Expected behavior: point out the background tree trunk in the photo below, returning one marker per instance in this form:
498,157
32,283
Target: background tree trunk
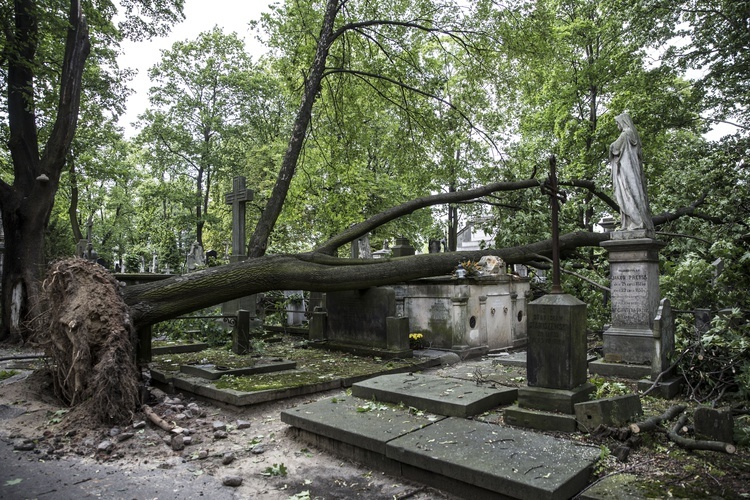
27,204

+-------+

- [Exercise description] Please revise the material by replacing "tree trunk" with "tree stump" everywhere it appears, leaving everything else unchanged and omitting the pictures.

- [Final result]
Expected behavior: point out the background tree stump in the photo below, returning one marker per instance in this form:
498,157
32,283
Target: background tree stump
27,204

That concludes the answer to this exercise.